* _EXERCISE_: Return every record below exactly as written, but leave out the pictures.

Point labeling examples:

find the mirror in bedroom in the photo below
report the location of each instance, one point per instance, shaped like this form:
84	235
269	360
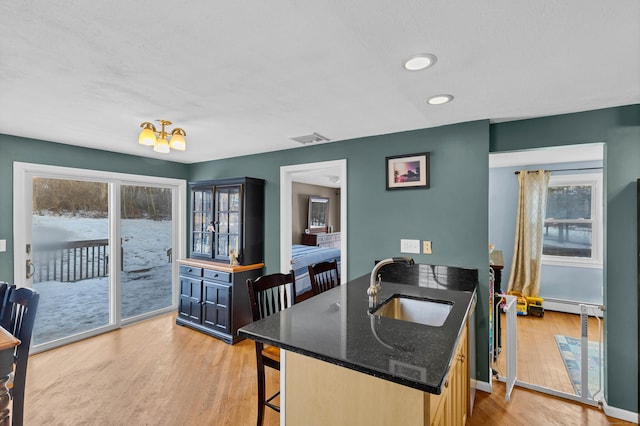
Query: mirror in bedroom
318	217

* _OUTPUT OF THE EXERCISE_:
find the mirror in bedroom in the photo below
report the location of each instance, one point per instance, shaped like this form:
84	235
269	360
Query: mirror in bedroom
318	217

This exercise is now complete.